== EXCERPT TO READ

DirectStorage 1.1 now available in Windows 10 and Windows 11


  • Staff
The DirectStorage team is pleased to share that GPU decompression with DirectStorage 1.1 is available now. This new version of DirectStorage contains everything a developer needs to get started with GPU decompression. For more information on this feature and how it benefits gamers, check out our previous blog post: DirectStorage 1.1 Coming Soon.

Getting Started with DirectStorage 1.1​

For all the necessary resources to get started, please check out aka.ms/directstorage. This includes the NuGet repository with the redistributable package, the GitHub repo with samples and documentation, as well as links to PIX on Windows.

A few tips:
What’s New:

Optimized Drivers Available Now​

GPU decompression is supported on all DirectX 12 + Shader Model 6.0 GPUs. However, one of the benefits of DirectStorage 1.1 is that GPU hardware vendors can provide additional optimizations for their hardware, called metacommands. For more information about support for these metacommands from our partners, see the links below. As always, we recommend updating to the latest drivers for your gaming hardware for the best performance.

AMD: https://gpuopen.com/amd-support-for-microsoft-directstorage-1-1

Intel: https://www.intel.com/content/www/us/en/developer/articles/news/directstorage-on-intel-gpus.html

NVIDIA: Accelerating Load Times for DirectX Games and Apps with GDeflate for DirectStorage | NVIDIA Technical Blog

Developer Deep Dive​

Compressing Assets​

The first step in making use of GDeflate decompression is to compress the data!

In DirectStorage all the data read by a single request is compressed in isolation. Most games will arrange their data such that a single file on disk contains multiple streams. Even if the game wants to use a single file for a texture, that is likely to contain multiple streams. For example, a single texture file may have:
  • 1 stream containing metadata that will be read into system memory
  • 1 stream containing MIP 0
  • 1 stream containing the remaining MIPs
Rather than thinking in terms of compressing files, it is better to think about compressing streams. For this reason, the DirectStorage SDK does not ship with a standalone tool for compressing files. Instances of the IDStorageCompressionCodec interface can be used for this. Use DStorageCreateCompressionCodec with DSTORAGE_COMPRESSION_FORMAT_GDEFLATE to obtain an instance of the GDeflate codec. This can be used to compress (and decompress) streams. See the MiniArchive project in the BulkLoadDemo sample for an example of this in action.

====
== RECORDS SHOWN

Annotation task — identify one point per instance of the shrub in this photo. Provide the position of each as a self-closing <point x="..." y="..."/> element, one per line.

====
== RECORDS SHOWN

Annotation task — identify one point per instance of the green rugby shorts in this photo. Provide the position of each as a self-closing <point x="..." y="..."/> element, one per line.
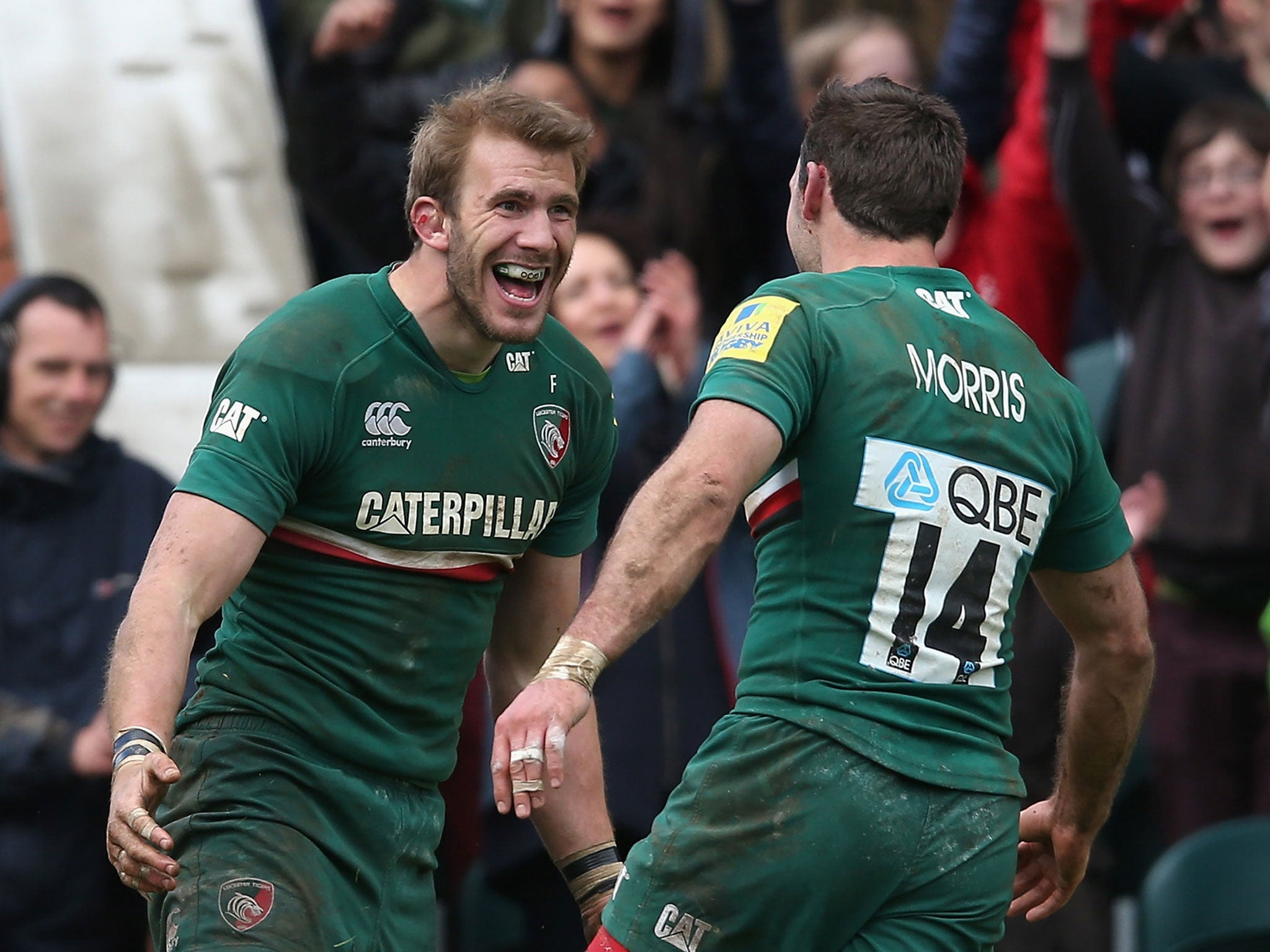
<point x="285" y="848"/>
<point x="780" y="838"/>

====

### DIRECTION
Write the next part of the DirectStorage 1.1 announcement above, starting right after its last sentence.

### OUTPUT
Compressing Assets on non-Windows platforms​

Some developers may need to run their compression tools on non-Windows platforms. In order to enable this, we will be releasing the C++ source code to the GDeflate compressor and decompressor, and the HLSL reference implementation of the decompression. This code will be released under the Apache 2.0 license. We‘re targeting the end of 2022; more details will be posted on this blog as they become available.

GDeflate Format​

Knowledge of how GDeflate works can inform decisions about appropriate stream sizes. First, GDeflate splits the uncompressed stream into 64 KiB-sized tiles. Each tile is compressed separately. This provides the first level of parallelism – for CPU decompression, each tile can be decompressed by a different thread, and for GPU decompression, each tile can be decompressed by a single thread group. For the second level of parallelism, GDeflate arranges the data within a tile so that multiple lanes within a thread group can work in parallel on decompressing that tile.

A key takeaway from this is the 64 KiB tile size. If a choice has to be made about whether or not to split some data into multiple streams – for example, whether or not to use a DSTORAGE_DESTINATION_TEXTURE_REGION or DSTORAGE_DESTINATION_MULTIPLE_SUBRESOURCES request – then understanding the tile size can help guide this decision.

Decompression​

When the CompressionFormat field on DSTORAGE_REQUEST_OPTIONS is set to DSTORAGE_COMPRESSION_FORMAT_GDEFLATE, DirectStorage will decompress the stream using GDeflate

If the request is for system memory – REQUEST_DESTINATION_BUFFER – then the CPU will be used to decompress the stream. This is to avoid the extra overhead of transferring the data to the GPU and then reading it back to system memory.

The request is eligible for GPU decompression if the request’s destination is a D3D12 resource – i.e., it is one of:
  • REQUEST_DESTINATION_BUFFER
  • REQUEST_DESTINATION_TEXTURE_REGION
  • REQUEST_DESTINATION_MULTIPLE_SUBRESOURCES
  • REQUEST_DESTINATION_TILES
Image BlogFig1
Figure 1. Data flow for decompressing to a GPU resource

GPU Decompression​

DirectStorage creates a compute queue and two copy queues. The decompression takes place on the compute queue – either by executing the decompression metacommand if available, or by dispatching the DirectCompute fallback implementation. If the GPU/driver is unable to use the DirectCompute fallback, then DirectStorage will decompress on the CPU. The first copy queue is used to copy the compressed stream from system memory to the GPU. The second copy queue is used to copy the decompressed stream to the final resource.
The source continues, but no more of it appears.